▶ _LISTING_:
'''
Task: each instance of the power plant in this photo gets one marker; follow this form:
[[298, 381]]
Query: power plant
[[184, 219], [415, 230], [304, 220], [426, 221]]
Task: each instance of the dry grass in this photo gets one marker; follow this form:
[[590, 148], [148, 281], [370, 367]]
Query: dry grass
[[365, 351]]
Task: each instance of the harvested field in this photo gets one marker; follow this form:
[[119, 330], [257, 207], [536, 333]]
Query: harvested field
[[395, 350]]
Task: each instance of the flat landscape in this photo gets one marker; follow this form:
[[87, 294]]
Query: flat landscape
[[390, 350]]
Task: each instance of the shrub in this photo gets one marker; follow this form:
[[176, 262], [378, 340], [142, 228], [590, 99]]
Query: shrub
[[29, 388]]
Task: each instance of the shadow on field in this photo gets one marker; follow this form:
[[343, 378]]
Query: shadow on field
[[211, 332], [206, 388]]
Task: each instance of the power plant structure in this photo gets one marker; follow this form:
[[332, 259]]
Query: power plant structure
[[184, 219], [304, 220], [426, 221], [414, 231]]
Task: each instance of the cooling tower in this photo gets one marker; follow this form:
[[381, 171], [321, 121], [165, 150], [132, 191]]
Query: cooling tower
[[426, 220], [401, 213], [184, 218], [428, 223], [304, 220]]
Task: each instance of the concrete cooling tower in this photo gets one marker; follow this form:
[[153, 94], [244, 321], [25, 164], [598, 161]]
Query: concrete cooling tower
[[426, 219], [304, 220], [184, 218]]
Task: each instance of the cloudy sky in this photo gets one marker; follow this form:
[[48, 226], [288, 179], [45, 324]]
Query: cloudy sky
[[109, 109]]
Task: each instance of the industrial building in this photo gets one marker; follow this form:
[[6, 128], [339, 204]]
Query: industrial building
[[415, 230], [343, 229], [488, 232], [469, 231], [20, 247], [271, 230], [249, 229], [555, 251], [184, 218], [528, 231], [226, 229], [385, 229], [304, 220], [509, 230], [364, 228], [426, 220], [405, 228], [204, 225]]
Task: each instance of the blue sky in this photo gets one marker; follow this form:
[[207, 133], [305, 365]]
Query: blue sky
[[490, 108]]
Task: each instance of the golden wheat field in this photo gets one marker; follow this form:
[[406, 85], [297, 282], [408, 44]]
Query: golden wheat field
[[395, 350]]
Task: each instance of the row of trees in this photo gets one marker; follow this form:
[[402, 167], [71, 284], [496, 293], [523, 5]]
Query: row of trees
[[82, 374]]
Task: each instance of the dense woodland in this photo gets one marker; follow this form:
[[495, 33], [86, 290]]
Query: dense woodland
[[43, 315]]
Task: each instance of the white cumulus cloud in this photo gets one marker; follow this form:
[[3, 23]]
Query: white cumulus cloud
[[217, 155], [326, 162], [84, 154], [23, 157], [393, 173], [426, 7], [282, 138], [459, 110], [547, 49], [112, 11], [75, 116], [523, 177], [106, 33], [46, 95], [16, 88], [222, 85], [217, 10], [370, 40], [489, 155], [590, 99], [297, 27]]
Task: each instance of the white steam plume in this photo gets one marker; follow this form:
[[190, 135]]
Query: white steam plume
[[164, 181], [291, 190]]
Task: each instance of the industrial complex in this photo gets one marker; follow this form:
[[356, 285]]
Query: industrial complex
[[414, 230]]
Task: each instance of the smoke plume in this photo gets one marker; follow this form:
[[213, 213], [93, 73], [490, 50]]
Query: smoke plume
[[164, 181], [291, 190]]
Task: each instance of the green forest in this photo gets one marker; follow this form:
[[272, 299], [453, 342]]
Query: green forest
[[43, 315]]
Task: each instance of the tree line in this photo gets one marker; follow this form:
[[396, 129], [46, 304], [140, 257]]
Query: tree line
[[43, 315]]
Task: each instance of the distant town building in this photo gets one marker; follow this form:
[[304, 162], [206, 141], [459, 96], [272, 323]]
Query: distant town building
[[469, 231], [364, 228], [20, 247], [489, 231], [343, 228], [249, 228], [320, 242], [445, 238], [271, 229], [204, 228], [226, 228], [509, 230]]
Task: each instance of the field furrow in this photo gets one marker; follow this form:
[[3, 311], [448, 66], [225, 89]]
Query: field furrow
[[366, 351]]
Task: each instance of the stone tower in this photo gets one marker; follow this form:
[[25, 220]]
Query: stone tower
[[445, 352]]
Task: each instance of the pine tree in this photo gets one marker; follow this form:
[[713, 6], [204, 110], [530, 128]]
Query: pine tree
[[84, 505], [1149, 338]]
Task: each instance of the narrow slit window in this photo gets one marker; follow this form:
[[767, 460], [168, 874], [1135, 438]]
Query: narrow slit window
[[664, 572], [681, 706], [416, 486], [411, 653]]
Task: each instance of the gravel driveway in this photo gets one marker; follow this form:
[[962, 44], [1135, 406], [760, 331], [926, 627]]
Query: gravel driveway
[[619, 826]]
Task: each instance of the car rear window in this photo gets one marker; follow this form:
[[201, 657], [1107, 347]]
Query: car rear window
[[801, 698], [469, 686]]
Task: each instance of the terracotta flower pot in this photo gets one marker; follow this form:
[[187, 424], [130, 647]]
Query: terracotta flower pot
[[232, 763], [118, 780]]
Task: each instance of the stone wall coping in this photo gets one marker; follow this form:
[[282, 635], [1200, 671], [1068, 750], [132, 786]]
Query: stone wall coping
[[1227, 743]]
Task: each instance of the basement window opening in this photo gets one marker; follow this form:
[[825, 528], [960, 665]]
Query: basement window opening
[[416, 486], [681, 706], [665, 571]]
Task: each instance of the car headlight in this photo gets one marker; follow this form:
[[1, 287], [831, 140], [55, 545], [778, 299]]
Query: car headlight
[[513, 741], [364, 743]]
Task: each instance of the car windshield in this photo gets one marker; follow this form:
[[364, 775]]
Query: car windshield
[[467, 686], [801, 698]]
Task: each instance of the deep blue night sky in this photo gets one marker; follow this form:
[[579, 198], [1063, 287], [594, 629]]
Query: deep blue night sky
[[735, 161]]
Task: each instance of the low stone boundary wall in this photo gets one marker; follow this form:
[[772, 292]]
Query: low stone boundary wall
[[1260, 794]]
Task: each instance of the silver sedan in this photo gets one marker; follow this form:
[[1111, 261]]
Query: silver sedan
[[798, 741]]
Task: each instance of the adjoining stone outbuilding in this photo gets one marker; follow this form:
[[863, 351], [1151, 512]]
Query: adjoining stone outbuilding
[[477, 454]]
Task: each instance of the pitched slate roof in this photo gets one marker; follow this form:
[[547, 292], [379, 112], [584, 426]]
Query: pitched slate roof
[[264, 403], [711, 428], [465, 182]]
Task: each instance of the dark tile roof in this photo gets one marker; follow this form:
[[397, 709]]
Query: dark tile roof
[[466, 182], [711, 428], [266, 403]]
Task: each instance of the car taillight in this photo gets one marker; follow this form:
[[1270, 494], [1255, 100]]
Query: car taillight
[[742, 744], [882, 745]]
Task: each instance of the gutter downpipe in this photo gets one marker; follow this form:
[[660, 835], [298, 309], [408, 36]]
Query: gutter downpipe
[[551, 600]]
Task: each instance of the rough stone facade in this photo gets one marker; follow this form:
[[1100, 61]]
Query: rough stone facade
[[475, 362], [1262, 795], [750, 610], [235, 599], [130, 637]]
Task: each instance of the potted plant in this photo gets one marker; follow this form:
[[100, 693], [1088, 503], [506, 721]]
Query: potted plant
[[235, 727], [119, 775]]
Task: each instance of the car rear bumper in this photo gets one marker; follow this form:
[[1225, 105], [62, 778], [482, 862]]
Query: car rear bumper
'''
▶ _STATED GOAL_: Reproduce only the lines running from the one that contains "Task: each instance of the pitched" to the last line of the records.

▶ _RESULT OF THE TASK_:
Task: each instance of the pitched slate roof in this photo gets one marker; follow this form:
[[547, 292], [379, 112], [584, 426]]
Query: pitched slate roof
[[264, 403], [711, 428], [465, 182]]
Task: each instance of the dark tile roof in this photo gets one marker; follow this form:
[[397, 709]]
Query: dark tile roof
[[466, 182], [711, 428], [266, 403]]
Task: each instance of the car taillight in this photo gets one marker; follow this form:
[[1270, 494], [1255, 100]]
Query: car taillight
[[742, 744], [882, 745]]
Task: each instance of the gutter downpipe in this photo gets one marker; follow this form:
[[660, 835], [298, 309], [408, 36]]
Query: gutter downpipe
[[551, 600]]
Task: each instance of the rough stone facade in this photo gets one marker; follow this form:
[[1100, 61]]
Query: rough stone facade
[[475, 362], [1262, 795], [750, 610], [235, 599], [130, 637]]
Task: each instance of the potted plant in this photo gets one marker; follow this form:
[[100, 693], [1088, 503], [506, 721]]
Query: potted plant
[[235, 727], [119, 775]]
Task: each instance of the car rear bumper in this photo gets one marker; follow this form:
[[1225, 105], [62, 778], [482, 862]]
Query: car rear bumper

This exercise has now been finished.